*** Begin section ***

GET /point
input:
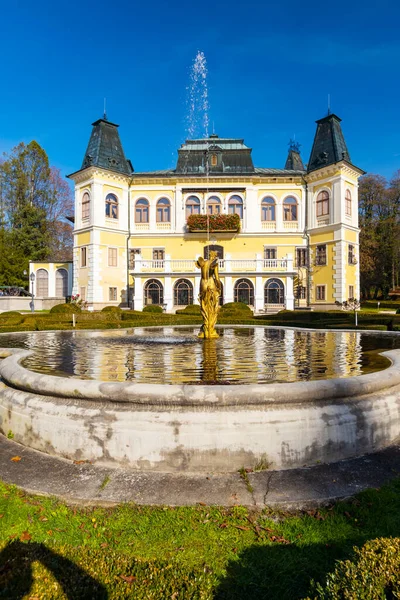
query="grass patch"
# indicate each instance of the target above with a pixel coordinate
(48, 548)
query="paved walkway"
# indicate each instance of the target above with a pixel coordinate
(291, 489)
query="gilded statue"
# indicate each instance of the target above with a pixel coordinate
(210, 291)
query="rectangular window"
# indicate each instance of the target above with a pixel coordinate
(158, 254)
(113, 257)
(83, 257)
(112, 294)
(320, 292)
(351, 255)
(301, 257)
(301, 292)
(269, 253)
(320, 255)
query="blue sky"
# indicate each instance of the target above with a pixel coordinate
(271, 66)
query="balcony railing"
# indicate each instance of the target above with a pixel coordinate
(257, 265)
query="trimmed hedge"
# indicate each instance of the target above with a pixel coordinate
(114, 309)
(390, 304)
(191, 309)
(373, 574)
(65, 308)
(154, 308)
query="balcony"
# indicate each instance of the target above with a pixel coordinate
(222, 222)
(226, 266)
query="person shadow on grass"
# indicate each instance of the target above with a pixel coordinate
(16, 576)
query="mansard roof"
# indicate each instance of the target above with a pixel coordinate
(329, 145)
(232, 156)
(105, 149)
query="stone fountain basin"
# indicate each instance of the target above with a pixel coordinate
(206, 428)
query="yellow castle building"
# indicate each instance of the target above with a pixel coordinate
(286, 238)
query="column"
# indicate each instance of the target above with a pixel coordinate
(228, 290)
(168, 296)
(138, 296)
(289, 293)
(259, 294)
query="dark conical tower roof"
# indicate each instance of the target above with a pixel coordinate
(105, 149)
(329, 145)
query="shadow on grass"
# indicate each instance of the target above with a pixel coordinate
(16, 576)
(284, 572)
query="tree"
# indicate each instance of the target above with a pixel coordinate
(34, 201)
(379, 211)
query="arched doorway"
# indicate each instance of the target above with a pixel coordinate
(153, 292)
(61, 283)
(274, 292)
(183, 293)
(42, 283)
(243, 291)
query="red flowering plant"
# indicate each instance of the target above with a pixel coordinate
(229, 222)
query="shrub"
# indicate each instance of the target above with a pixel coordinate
(115, 309)
(192, 309)
(373, 574)
(65, 308)
(155, 308)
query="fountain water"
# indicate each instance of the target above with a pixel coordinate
(198, 102)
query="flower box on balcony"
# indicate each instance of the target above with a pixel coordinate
(204, 223)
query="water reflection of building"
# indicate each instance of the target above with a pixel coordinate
(251, 355)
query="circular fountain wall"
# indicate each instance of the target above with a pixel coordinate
(221, 404)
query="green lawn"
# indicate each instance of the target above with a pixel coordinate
(180, 553)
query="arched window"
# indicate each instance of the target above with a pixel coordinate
(213, 205)
(235, 206)
(61, 283)
(213, 248)
(243, 291)
(268, 209)
(274, 292)
(111, 206)
(142, 211)
(85, 206)
(183, 293)
(192, 206)
(153, 292)
(322, 204)
(290, 209)
(348, 203)
(163, 211)
(42, 283)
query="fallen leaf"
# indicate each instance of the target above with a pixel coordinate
(128, 578)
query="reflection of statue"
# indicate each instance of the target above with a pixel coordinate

*** End section ***

__Activity__: Check the data above line by line for the word "statue". State only how many lines contain it.

__Solved problem__: 2